■ What is needed: Copy out, unchanged, the lines from the start of the records through the line holding "POLYGON ((38 73, 48", inclusive.

■ Input for this task:
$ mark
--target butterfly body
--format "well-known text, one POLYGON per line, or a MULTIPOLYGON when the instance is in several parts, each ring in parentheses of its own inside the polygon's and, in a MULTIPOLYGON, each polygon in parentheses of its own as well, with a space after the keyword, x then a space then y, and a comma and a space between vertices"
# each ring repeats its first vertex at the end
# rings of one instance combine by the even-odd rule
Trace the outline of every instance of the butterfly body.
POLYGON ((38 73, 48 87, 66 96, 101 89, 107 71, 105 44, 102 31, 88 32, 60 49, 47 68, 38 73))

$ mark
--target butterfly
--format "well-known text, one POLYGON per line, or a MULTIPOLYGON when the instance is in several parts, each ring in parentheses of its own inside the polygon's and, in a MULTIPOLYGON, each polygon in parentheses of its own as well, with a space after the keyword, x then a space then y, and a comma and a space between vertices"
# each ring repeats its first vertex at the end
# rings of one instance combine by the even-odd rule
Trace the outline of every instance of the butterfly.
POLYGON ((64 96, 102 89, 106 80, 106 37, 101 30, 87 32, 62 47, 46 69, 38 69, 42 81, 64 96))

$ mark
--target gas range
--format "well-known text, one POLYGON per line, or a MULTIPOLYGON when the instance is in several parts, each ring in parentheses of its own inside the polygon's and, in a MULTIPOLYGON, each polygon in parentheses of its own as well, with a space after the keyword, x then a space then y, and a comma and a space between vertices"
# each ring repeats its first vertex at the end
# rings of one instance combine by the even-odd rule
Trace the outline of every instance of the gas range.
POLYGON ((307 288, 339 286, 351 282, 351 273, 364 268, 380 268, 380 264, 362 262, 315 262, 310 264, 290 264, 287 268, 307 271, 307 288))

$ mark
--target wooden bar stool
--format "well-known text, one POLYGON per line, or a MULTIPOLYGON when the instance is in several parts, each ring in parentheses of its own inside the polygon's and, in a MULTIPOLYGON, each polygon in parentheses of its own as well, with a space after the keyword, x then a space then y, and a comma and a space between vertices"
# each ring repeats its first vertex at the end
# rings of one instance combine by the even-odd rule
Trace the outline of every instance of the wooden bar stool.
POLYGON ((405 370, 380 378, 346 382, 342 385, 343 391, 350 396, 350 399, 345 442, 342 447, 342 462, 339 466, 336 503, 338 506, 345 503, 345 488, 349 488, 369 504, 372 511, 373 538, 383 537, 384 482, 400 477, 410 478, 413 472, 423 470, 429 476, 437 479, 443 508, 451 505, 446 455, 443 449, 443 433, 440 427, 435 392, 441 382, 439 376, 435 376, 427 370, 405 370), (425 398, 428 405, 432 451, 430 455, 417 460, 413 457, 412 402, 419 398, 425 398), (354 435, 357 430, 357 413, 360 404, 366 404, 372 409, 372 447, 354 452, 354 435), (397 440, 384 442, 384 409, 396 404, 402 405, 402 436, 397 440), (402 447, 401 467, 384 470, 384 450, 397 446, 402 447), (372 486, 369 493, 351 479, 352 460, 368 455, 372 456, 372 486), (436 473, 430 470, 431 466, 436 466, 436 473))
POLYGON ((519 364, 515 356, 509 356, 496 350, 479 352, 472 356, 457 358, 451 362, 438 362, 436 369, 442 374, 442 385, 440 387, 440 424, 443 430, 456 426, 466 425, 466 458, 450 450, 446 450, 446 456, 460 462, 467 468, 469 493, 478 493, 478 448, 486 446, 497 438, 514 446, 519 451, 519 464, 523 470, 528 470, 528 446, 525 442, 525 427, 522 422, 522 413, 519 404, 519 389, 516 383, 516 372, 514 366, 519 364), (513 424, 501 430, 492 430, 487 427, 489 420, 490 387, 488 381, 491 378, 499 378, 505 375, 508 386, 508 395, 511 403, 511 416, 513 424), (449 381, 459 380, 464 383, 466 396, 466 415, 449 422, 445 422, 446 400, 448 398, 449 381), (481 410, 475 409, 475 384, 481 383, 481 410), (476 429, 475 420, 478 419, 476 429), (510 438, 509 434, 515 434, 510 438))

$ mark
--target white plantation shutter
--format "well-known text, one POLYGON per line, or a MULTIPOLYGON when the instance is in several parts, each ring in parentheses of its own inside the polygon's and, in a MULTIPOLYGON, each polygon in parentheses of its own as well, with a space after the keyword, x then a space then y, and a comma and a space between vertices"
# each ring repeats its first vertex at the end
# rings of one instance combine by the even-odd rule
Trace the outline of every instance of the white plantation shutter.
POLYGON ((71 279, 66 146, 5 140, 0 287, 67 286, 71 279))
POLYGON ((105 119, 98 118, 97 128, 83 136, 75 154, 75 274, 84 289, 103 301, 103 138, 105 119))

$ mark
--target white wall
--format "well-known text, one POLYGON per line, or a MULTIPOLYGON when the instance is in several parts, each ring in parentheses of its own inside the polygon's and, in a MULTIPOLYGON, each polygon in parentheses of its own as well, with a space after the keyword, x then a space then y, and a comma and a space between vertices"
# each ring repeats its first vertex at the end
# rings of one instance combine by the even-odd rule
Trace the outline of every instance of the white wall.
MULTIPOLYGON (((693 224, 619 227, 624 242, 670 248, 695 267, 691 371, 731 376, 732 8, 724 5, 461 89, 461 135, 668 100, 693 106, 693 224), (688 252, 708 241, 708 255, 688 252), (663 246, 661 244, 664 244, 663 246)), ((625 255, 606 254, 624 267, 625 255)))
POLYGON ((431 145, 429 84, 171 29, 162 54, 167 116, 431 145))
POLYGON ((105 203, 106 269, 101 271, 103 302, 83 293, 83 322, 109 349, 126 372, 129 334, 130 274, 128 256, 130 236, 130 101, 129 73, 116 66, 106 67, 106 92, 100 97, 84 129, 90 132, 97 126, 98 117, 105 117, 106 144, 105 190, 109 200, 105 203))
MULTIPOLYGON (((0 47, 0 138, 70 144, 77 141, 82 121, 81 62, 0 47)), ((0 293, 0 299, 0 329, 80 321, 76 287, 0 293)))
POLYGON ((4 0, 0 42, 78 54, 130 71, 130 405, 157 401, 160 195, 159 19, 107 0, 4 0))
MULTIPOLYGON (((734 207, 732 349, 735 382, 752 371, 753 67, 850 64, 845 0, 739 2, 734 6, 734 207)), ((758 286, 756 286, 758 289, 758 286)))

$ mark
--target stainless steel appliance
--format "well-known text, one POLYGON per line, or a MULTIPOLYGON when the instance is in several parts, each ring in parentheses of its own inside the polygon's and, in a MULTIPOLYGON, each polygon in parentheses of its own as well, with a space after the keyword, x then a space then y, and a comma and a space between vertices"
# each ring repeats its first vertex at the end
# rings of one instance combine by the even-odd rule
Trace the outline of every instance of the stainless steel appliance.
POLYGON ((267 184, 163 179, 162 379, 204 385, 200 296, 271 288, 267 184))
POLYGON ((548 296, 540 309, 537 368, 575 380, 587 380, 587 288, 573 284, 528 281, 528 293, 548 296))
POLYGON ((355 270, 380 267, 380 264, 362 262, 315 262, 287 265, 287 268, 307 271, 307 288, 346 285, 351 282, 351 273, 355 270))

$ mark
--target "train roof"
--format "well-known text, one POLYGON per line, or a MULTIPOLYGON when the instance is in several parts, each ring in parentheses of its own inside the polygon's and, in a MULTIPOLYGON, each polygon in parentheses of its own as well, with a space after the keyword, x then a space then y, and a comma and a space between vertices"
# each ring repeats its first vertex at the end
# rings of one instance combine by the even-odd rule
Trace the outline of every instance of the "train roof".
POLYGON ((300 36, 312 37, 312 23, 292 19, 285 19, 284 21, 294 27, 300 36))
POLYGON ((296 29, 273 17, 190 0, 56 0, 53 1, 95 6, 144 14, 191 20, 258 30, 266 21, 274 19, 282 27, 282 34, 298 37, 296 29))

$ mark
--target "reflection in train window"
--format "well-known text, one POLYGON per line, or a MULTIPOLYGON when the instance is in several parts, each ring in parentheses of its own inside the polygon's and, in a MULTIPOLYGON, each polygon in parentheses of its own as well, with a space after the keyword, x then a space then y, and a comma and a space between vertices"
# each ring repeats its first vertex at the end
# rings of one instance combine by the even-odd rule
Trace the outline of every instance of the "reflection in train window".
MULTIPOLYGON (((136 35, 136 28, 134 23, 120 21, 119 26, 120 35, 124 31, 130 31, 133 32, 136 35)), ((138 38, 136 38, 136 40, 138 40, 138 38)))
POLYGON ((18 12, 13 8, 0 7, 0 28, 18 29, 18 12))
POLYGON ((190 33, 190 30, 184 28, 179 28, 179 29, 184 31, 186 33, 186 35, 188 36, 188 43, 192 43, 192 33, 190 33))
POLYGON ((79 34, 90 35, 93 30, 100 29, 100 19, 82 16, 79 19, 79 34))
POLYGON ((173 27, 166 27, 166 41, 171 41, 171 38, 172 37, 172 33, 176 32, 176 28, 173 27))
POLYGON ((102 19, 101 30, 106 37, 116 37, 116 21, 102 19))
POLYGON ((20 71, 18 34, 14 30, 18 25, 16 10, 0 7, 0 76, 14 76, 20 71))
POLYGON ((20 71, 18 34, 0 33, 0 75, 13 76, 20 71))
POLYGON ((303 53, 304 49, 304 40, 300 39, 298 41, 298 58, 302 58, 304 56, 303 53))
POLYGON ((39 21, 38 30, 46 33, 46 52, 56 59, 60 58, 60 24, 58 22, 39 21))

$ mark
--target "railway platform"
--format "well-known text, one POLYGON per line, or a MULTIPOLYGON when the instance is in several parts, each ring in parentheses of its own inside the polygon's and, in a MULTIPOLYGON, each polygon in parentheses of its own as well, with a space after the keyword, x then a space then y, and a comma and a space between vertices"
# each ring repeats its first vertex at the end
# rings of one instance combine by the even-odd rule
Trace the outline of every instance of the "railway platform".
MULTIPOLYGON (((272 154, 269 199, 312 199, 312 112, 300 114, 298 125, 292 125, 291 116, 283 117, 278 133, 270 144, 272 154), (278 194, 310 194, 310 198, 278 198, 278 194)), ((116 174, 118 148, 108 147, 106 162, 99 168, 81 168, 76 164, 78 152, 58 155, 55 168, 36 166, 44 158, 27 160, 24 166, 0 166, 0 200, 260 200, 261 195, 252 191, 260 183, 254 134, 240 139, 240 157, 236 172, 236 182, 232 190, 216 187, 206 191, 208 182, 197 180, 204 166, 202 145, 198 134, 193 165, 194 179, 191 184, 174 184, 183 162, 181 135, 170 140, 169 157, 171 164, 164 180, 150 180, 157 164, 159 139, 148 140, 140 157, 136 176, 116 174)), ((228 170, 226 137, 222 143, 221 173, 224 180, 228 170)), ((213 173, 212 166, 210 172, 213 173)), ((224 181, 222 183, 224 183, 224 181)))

■ Problem solution:
$ mark
--target butterfly body
--format "well-known text, one POLYGON per line, or a MULTIPOLYGON when the instance is in several parts, each ring in parentheses of its own inside the polygon's and, in a MULTIPOLYGON, each polygon in parentheses of its own as well, with a space after the keyword, x then a space then y, and a comma and a space between vertices"
# each ring repeats its first vertex at the end
# rings of one instance combine by the even-odd rule
Trace the outline of every instance of the butterfly body.
POLYGON ((38 73, 48 87, 66 96, 101 89, 107 71, 105 44, 102 31, 88 32, 60 49, 47 68, 38 73))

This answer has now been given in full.